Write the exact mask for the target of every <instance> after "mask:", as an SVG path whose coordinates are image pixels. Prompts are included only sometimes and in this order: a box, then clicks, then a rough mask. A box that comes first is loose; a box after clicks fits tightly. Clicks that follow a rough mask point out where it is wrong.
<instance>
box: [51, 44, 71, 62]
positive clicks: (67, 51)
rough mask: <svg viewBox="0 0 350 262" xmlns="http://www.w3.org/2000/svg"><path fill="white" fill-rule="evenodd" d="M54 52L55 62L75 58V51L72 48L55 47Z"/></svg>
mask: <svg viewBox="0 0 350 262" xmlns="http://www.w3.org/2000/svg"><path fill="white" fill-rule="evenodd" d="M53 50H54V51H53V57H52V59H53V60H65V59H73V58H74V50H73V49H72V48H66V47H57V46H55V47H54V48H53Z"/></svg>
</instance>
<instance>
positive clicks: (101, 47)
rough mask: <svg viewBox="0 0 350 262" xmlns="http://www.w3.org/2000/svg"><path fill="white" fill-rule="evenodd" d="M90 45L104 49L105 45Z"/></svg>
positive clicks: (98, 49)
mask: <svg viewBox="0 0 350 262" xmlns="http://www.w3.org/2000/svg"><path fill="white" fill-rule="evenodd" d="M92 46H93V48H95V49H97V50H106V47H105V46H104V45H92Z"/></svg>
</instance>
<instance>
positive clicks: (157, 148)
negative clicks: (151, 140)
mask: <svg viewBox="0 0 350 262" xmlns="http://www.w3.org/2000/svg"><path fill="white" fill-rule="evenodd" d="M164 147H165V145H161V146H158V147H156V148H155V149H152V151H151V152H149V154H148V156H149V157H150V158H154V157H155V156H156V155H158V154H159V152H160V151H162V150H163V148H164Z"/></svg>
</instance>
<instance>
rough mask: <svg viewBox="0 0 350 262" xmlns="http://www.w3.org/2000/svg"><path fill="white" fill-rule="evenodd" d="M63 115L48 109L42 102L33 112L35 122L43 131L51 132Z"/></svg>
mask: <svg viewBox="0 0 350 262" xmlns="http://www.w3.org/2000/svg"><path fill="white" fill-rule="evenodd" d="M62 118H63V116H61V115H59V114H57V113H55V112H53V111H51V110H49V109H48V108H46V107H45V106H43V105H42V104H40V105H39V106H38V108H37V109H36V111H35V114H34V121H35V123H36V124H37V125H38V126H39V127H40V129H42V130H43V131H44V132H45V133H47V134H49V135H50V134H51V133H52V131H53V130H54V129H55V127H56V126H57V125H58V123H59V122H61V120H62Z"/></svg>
...
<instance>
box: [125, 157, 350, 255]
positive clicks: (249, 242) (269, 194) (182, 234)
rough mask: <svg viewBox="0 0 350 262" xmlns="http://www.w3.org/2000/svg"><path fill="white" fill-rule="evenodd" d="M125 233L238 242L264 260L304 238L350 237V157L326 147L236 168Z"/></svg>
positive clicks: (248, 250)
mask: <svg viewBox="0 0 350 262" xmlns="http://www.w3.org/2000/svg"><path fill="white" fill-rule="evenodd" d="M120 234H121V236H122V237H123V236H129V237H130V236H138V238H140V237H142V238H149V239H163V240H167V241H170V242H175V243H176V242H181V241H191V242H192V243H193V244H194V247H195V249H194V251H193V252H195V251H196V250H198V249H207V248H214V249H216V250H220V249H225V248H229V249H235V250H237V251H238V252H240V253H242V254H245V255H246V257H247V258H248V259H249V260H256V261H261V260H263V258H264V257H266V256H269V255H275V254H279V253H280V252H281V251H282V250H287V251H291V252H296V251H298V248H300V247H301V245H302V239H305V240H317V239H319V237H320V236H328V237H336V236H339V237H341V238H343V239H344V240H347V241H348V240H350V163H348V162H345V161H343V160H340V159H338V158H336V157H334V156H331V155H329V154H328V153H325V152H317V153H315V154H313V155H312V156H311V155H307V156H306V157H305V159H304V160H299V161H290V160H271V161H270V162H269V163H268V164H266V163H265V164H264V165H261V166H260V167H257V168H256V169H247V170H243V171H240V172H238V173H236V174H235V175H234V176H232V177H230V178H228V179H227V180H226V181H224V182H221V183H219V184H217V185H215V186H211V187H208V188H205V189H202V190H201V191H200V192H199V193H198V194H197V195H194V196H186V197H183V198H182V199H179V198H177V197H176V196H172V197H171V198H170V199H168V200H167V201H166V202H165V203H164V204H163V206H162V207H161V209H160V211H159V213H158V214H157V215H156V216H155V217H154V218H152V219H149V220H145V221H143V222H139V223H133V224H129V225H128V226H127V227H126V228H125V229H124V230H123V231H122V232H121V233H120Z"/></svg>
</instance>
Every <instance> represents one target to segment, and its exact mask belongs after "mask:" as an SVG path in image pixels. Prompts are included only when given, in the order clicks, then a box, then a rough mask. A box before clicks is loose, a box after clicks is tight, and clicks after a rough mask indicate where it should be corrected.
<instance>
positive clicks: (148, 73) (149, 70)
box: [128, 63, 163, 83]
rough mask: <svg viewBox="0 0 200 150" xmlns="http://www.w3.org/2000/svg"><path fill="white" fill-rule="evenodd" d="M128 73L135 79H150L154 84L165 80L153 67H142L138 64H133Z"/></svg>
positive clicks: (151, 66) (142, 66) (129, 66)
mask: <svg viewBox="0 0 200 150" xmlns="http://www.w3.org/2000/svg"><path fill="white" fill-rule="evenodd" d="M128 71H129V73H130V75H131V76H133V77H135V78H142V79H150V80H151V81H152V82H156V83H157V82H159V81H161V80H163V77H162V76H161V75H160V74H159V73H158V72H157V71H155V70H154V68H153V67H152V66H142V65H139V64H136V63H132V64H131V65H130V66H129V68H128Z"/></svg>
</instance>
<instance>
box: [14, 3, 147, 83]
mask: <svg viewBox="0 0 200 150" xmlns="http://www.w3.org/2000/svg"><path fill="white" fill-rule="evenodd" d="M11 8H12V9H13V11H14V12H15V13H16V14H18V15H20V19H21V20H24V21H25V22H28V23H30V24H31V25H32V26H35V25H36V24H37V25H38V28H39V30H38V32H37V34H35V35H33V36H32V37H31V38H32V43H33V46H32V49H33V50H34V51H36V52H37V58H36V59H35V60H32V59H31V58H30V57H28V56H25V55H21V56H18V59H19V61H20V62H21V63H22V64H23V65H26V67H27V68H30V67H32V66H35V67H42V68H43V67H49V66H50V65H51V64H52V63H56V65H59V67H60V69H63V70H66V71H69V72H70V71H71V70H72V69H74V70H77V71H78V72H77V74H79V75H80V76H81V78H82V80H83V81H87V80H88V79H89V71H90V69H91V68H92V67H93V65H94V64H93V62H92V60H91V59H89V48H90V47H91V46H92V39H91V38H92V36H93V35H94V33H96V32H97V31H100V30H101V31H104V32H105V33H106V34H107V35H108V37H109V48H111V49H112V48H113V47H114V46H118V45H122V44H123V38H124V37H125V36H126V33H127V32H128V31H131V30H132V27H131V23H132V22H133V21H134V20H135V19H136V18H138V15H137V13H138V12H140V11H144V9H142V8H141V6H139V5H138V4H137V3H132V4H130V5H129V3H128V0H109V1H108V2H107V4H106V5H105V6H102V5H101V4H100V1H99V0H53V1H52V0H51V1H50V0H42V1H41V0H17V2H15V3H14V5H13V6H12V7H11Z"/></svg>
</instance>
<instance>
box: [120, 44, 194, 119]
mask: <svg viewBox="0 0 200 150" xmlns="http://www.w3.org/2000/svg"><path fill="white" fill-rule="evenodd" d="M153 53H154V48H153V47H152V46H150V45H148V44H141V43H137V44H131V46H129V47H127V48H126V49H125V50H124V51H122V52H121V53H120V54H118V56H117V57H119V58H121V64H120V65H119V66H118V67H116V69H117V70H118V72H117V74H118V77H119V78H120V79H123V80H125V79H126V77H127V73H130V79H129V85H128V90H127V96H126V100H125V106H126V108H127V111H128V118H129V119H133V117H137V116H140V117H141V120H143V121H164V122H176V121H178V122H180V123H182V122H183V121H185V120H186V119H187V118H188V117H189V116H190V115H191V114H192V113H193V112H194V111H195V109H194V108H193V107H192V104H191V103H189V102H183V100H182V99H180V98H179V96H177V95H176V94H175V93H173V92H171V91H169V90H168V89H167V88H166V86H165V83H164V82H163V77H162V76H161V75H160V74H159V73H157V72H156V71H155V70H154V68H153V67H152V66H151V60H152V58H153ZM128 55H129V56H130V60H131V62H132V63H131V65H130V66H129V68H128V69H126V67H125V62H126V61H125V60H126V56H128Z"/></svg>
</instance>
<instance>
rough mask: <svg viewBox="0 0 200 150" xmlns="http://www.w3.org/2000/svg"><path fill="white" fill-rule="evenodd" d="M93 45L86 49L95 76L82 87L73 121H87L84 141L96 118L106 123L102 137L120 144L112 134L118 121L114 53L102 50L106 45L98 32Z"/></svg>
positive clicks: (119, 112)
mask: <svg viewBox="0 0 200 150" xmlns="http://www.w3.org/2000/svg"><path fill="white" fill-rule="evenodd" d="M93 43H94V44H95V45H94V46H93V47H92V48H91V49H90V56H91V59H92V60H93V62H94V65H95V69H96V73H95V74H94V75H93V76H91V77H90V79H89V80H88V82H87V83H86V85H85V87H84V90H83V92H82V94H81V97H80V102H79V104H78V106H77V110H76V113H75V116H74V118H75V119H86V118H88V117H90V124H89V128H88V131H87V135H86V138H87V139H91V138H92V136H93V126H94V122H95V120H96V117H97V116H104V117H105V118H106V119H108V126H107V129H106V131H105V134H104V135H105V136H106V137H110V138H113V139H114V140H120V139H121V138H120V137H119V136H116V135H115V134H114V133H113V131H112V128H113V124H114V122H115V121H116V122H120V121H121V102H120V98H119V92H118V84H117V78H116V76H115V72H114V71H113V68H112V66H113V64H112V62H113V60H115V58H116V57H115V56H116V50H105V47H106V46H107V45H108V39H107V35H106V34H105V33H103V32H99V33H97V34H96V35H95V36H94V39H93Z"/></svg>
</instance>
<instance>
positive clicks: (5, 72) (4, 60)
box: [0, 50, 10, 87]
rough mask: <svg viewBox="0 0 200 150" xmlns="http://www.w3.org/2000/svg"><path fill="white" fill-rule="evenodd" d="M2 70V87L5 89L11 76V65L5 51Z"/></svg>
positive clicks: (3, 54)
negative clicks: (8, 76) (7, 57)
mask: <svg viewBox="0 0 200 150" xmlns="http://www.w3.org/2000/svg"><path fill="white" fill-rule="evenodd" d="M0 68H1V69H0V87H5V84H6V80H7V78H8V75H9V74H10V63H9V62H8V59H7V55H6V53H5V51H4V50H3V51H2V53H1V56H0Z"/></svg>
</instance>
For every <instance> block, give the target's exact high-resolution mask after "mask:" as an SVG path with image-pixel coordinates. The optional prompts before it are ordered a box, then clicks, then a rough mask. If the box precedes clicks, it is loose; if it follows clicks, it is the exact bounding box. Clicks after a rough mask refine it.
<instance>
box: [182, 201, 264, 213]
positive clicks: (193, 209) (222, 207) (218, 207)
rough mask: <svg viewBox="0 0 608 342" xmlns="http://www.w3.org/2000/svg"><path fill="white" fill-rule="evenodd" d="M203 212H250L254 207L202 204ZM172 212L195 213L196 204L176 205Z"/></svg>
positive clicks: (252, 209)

• **Try it**
Reproduce, character for character, only the lines of the preceding data that start at the line with "Write the exact" and end at the line with "positive clicks: (67, 51)", both included.

• **Exercise answer**
Write the exact mask for the target of every <instance> after "mask:", as an SVG path whose coordinates are image pixels. Prompts are included only sometimes and in this order: a box, then clicks, then a rough mask. A box that comes first is loose; a box after clicks fits tightly. Clicks that follow a rough mask point out where it is wrong.
<instance>
box: [51, 44, 71, 62]
positive clicks: (67, 51)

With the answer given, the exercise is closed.